**EXERCISE AIM:** Reproduce verbatim the lines of the rows below, starting at the line that contains "# target: front wheel" and ending at the final line of the rows, both included.

Excerpts from segmentation records
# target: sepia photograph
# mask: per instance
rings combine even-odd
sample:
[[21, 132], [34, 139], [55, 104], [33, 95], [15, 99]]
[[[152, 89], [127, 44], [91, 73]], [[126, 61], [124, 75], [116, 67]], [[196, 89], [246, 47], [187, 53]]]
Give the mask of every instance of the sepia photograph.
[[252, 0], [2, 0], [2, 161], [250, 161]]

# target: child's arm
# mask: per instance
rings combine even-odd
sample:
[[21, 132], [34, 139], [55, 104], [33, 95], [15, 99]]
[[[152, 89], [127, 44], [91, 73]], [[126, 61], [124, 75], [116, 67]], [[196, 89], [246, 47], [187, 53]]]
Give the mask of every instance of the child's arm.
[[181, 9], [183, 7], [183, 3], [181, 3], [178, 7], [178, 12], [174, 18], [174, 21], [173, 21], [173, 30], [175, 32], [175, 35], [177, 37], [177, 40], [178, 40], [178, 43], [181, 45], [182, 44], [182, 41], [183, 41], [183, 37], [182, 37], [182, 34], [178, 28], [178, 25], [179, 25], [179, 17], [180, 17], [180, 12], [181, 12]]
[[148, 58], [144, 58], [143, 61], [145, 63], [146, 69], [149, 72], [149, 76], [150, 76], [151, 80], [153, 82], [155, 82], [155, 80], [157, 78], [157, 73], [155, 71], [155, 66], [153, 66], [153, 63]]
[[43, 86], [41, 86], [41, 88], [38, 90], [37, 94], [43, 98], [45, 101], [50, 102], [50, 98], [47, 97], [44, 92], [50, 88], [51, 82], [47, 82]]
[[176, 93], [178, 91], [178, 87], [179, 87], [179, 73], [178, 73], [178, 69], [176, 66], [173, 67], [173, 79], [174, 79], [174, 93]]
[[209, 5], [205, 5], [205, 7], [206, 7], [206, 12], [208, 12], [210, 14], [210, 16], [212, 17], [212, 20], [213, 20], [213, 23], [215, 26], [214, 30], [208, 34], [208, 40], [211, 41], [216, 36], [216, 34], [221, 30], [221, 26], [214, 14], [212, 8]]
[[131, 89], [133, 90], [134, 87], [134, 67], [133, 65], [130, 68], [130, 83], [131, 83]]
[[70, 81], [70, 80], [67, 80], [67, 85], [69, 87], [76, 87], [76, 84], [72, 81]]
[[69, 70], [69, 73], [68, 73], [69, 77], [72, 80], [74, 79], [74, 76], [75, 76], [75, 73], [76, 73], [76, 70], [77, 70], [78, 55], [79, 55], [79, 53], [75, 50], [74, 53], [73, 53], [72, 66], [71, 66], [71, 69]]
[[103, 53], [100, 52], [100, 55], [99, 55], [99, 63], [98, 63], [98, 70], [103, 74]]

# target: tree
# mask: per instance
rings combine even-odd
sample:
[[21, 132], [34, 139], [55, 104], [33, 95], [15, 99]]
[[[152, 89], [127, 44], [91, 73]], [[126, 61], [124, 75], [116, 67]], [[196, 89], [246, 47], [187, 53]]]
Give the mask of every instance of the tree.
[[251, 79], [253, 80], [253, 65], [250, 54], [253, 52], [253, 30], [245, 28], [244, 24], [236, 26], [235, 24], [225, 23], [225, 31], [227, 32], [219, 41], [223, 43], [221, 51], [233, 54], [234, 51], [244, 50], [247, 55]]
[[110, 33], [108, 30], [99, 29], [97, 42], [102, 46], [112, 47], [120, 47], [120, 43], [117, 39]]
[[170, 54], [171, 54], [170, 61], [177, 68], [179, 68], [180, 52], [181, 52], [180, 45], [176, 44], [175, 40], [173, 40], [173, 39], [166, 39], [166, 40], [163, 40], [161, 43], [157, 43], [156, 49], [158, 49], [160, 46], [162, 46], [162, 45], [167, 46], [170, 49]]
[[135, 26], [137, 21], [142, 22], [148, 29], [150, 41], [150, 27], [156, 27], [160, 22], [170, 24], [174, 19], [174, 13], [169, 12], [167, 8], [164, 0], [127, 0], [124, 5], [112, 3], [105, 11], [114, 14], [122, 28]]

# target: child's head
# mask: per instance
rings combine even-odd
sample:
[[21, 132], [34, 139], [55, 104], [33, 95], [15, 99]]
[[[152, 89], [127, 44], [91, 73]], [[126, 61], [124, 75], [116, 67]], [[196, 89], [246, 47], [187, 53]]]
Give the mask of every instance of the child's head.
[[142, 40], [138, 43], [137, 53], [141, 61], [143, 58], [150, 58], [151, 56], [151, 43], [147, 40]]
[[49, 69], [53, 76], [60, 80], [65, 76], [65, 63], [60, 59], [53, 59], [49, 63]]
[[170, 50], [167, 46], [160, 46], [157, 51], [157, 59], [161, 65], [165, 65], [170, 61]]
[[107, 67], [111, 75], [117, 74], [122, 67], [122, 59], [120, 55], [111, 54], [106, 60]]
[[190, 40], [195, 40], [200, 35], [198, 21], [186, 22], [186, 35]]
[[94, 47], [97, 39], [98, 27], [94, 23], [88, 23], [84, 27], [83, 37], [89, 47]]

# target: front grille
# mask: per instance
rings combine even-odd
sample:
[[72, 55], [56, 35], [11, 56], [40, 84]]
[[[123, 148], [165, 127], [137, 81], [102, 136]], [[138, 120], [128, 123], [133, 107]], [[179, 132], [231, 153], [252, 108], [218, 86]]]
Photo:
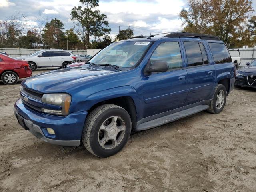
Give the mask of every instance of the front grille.
[[21, 92], [25, 95], [39, 101], [42, 101], [42, 98], [43, 97], [43, 94], [30, 91], [25, 88], [23, 88]]
[[248, 84], [249, 85], [252, 86], [256, 81], [256, 76], [253, 76], [253, 77], [251, 77], [251, 76], [248, 76], [247, 77], [247, 81], [248, 82]]
[[[23, 96], [24, 95], [25, 96], [24, 97]], [[40, 94], [34, 91], [30, 91], [30, 90], [23, 87], [21, 91], [20, 97], [22, 100], [22, 102], [26, 106], [29, 108], [30, 109], [41, 112], [41, 108], [40, 107], [35, 106], [30, 103], [29, 103], [28, 102], [27, 99], [25, 99], [26, 98], [24, 98], [24, 97], [28, 97], [30, 98], [32, 98], [32, 99], [38, 100], [38, 101], [42, 101], [42, 98], [43, 97], [43, 94]]]

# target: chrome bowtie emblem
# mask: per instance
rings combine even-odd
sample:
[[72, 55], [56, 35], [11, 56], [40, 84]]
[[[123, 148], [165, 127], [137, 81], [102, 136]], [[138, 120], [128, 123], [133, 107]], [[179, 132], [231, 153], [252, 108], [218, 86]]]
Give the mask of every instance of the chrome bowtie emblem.
[[28, 97], [26, 97], [25, 96], [24, 97], [24, 100], [26, 102], [28, 102]]

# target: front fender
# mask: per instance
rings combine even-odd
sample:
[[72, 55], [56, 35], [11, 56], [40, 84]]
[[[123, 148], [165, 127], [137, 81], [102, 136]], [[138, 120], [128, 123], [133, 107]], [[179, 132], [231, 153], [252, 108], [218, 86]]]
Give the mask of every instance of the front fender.
[[222, 73], [219, 74], [216, 78], [216, 82], [218, 83], [219, 81], [224, 79], [230, 79], [231, 78], [231, 74], [230, 72], [227, 72]]
[[97, 103], [106, 100], [124, 96], [131, 97], [136, 106], [137, 114], [142, 114], [141, 110], [143, 108], [142, 100], [135, 89], [130, 86], [112, 88], [94, 93], [87, 96], [83, 101], [78, 102], [78, 106], [88, 111]]

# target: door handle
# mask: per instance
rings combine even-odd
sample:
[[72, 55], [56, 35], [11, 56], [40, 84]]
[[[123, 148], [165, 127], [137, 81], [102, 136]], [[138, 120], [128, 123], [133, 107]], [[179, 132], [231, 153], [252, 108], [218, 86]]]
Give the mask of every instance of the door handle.
[[179, 80], [180, 80], [180, 81], [182, 80], [184, 80], [185, 78], [186, 78], [185, 77], [185, 76], [180, 76], [180, 77], [179, 77], [178, 78]]
[[213, 74], [213, 71], [208, 71], [208, 74], [212, 75], [212, 74]]

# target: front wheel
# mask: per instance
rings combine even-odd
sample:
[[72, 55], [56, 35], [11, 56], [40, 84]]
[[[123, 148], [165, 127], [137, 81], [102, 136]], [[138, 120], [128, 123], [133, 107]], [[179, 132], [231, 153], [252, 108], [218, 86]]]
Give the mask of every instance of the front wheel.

**TASK SOLUTION:**
# target: front wheel
# mask: per instance
rings combine even-odd
sample:
[[72, 55], [56, 35], [11, 56], [40, 84]]
[[[123, 148], [165, 127], [137, 81], [102, 136]], [[138, 120], [128, 123], [133, 107]], [[179, 132], [231, 153], [252, 108], [218, 86]]]
Give the mask of every instance of the front wheel.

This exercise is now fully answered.